### Materials provided

== Segment start ==

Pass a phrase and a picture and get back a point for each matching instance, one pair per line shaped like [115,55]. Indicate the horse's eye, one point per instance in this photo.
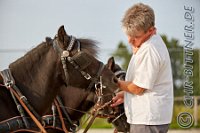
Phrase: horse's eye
[115,80]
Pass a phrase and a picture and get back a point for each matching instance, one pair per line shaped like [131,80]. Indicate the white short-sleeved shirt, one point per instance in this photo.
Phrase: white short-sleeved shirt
[150,68]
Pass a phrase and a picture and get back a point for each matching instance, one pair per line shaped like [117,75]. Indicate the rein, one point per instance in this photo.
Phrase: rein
[16,93]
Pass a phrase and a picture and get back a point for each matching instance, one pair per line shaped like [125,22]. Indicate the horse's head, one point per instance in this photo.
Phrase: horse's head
[80,66]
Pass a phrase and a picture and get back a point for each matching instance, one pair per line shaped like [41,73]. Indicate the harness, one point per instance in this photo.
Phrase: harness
[79,61]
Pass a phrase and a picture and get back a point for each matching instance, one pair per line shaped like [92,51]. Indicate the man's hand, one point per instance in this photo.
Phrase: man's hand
[118,99]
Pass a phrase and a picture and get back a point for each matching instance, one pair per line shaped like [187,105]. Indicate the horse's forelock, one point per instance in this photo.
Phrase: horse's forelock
[89,46]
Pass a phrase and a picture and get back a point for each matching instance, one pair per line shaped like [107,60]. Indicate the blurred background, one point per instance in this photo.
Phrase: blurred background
[25,23]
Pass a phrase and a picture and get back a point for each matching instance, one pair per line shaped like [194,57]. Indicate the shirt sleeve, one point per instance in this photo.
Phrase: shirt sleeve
[146,68]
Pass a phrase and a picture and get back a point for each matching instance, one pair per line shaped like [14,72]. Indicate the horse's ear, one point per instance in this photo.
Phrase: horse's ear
[111,63]
[62,35]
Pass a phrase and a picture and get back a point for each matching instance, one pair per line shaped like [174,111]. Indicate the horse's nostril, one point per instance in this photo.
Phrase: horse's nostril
[115,80]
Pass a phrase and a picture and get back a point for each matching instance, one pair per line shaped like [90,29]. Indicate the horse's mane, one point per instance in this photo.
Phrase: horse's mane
[32,56]
[87,45]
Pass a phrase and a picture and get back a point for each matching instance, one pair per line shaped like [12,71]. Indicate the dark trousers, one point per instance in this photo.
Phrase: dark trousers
[137,128]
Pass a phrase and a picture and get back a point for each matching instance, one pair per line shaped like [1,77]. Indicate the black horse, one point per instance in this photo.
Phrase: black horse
[78,101]
[35,79]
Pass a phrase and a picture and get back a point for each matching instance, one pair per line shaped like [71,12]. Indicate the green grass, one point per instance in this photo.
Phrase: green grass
[178,108]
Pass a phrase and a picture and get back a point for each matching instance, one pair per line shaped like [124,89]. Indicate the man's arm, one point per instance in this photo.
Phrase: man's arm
[130,87]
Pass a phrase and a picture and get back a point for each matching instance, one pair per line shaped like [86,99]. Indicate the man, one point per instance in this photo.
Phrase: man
[147,91]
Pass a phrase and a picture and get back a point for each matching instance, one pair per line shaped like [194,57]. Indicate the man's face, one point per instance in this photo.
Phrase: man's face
[140,37]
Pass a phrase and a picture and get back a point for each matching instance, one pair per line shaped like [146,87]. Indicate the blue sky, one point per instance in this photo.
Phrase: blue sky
[25,23]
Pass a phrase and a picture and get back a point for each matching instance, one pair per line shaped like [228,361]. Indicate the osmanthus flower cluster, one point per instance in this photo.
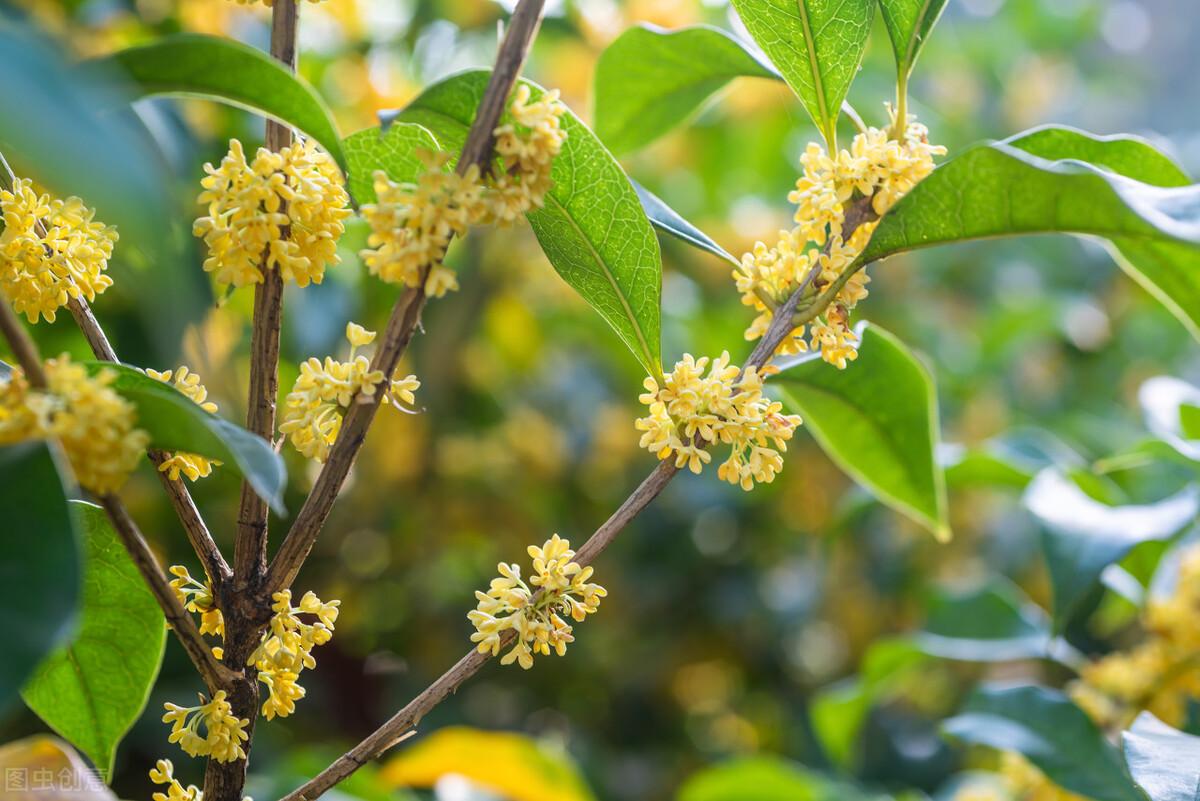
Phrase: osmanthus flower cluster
[412,224]
[691,411]
[96,427]
[875,167]
[535,610]
[317,403]
[51,251]
[287,205]
[193,465]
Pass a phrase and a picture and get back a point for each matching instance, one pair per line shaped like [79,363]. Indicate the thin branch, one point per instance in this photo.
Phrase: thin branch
[406,314]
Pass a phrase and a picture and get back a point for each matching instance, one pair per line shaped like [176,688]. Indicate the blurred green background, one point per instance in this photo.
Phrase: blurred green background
[726,610]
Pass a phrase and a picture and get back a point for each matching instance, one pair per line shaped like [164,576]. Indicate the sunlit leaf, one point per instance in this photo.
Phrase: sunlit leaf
[651,79]
[94,688]
[39,562]
[816,44]
[877,420]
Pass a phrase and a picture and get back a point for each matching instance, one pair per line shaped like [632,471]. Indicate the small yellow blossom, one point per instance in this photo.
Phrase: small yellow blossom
[317,403]
[286,205]
[535,609]
[693,411]
[197,596]
[95,425]
[222,732]
[193,465]
[51,251]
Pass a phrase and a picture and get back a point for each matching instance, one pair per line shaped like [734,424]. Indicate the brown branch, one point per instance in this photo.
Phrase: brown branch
[406,315]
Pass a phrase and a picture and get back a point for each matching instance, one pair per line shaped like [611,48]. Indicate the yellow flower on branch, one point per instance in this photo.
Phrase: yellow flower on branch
[535,610]
[51,251]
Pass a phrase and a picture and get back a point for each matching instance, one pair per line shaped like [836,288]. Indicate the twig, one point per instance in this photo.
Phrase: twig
[406,314]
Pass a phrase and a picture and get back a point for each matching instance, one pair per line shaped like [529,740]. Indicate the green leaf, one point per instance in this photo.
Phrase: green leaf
[39,562]
[669,221]
[592,229]
[651,79]
[1081,536]
[94,688]
[877,420]
[816,44]
[393,150]
[1049,730]
[990,622]
[175,423]
[1164,762]
[193,65]
[909,23]
[1060,180]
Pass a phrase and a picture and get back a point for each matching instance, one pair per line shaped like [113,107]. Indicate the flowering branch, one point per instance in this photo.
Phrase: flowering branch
[406,314]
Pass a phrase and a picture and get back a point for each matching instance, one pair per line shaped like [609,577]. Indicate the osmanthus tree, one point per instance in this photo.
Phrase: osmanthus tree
[486,148]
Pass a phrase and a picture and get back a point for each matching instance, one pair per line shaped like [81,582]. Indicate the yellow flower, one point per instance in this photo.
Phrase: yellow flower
[693,411]
[412,224]
[318,401]
[197,597]
[288,205]
[222,732]
[534,610]
[193,465]
[51,251]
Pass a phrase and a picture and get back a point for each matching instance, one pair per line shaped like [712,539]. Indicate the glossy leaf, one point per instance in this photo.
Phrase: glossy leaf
[393,150]
[592,229]
[816,44]
[909,23]
[39,562]
[669,221]
[94,688]
[651,79]
[1049,730]
[1164,762]
[510,765]
[1039,182]
[877,420]
[177,423]
[193,65]
[1081,536]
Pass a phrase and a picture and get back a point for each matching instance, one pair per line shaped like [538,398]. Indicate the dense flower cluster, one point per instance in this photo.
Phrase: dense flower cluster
[95,425]
[535,610]
[222,730]
[412,223]
[1162,673]
[193,465]
[313,410]
[282,208]
[286,649]
[51,251]
[693,411]
[875,167]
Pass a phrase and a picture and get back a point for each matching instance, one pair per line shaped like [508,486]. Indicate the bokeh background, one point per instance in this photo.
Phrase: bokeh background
[726,610]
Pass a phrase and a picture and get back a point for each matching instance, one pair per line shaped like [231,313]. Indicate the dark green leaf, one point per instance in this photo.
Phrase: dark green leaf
[393,150]
[1081,536]
[909,23]
[1038,182]
[1164,762]
[95,687]
[651,79]
[877,420]
[816,44]
[39,562]
[177,423]
[193,65]
[667,220]
[1048,729]
[592,229]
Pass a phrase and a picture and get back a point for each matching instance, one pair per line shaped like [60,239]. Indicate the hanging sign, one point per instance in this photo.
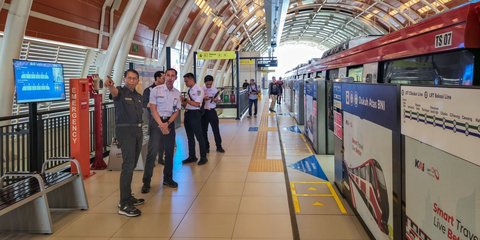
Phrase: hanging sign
[216,55]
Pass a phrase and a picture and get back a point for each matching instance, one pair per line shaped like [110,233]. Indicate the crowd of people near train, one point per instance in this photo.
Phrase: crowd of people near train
[163,102]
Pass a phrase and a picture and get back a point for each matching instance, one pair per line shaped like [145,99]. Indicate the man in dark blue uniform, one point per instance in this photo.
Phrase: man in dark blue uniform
[128,130]
[210,116]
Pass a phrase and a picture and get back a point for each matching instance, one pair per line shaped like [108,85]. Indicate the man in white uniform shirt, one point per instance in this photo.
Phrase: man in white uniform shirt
[154,148]
[210,116]
[193,117]
[165,104]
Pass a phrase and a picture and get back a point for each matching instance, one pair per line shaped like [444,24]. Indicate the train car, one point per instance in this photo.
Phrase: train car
[441,50]
[369,180]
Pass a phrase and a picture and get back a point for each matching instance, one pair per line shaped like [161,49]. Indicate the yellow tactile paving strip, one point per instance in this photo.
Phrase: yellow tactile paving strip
[332,194]
[259,161]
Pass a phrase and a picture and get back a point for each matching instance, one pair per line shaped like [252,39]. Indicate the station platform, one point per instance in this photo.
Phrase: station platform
[252,191]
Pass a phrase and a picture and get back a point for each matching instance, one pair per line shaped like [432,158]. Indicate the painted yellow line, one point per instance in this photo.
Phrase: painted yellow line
[315,195]
[306,143]
[296,203]
[335,196]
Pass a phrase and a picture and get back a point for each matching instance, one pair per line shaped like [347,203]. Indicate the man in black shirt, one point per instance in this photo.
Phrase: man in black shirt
[128,130]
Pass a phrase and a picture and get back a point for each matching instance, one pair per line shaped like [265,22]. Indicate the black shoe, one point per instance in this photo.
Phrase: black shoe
[137,201]
[129,211]
[134,201]
[146,188]
[170,183]
[202,161]
[190,160]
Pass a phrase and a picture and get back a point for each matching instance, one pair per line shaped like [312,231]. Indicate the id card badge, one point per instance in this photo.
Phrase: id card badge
[175,102]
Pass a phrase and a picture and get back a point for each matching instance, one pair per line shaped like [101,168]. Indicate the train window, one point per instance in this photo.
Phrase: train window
[332,74]
[451,68]
[356,73]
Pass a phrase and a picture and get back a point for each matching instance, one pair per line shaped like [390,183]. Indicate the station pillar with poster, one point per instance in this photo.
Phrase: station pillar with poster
[79,124]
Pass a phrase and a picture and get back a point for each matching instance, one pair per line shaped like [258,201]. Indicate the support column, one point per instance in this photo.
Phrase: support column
[196,44]
[11,46]
[117,38]
[175,32]
[126,44]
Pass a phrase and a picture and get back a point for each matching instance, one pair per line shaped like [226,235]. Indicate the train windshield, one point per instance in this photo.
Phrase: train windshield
[451,68]
[381,178]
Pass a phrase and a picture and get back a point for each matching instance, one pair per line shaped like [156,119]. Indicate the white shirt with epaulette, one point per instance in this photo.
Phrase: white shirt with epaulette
[167,101]
[195,94]
[210,92]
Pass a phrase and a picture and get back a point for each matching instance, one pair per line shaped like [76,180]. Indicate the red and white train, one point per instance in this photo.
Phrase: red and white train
[369,181]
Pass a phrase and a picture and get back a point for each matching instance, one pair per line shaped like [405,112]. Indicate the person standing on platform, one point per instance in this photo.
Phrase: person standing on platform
[210,116]
[128,130]
[154,148]
[165,106]
[193,118]
[280,92]
[272,93]
[245,84]
[252,98]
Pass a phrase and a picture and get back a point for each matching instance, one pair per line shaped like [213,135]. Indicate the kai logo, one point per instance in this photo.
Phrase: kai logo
[420,165]
[431,171]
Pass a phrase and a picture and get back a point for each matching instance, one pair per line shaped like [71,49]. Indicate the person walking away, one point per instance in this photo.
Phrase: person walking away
[193,117]
[210,116]
[272,93]
[245,84]
[165,106]
[252,98]
[128,130]
[280,92]
[154,148]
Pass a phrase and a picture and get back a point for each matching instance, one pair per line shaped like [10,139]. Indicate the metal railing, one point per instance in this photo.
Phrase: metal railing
[54,135]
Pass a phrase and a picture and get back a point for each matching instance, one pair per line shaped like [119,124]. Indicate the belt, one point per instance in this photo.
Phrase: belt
[129,125]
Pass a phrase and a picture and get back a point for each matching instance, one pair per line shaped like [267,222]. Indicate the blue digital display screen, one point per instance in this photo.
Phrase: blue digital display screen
[38,81]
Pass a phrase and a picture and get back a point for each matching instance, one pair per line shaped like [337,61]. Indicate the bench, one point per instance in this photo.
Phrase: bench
[26,198]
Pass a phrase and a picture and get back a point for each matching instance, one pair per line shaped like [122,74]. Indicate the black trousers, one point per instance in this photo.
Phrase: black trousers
[158,140]
[130,139]
[254,103]
[193,127]
[211,117]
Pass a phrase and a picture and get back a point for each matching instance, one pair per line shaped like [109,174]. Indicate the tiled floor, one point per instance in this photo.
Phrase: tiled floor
[219,200]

== Segment end ==

### Task instructions
Reproduce, exactly and with both ends included, every line from the one that contains "Phrase: belt" to the end of the listing above.

### Response to the exercise
Phrase: belt
[129,125]
Pass a phrase and a picture and get back a point for each matching instance, one pair per line shaped like [267,222]. Indicate the blue digital display screen, one point per instance in this photo.
Phrase: blue digital display screen
[38,81]
Pass a phrase and a picture and get back a point for each matching instance, one pair per line shaped like [337,61]. Indicate the bench, one point per instance in this photo.
Phrase: bench
[26,198]
Pass a phrase and a picture and get back a point for each matching instance, one pair per line shaped like [122,74]. Indicate the black trousers, one point per instance in this photo.
Phrase: black trousers
[158,140]
[130,139]
[254,103]
[193,127]
[211,117]
Pass a phrase and a picture and get back a point for each matching instance, one pair per line shaped like [109,174]. Indicate the tiled floor, one point per instance in this photo.
Phrase: tiled floor
[219,200]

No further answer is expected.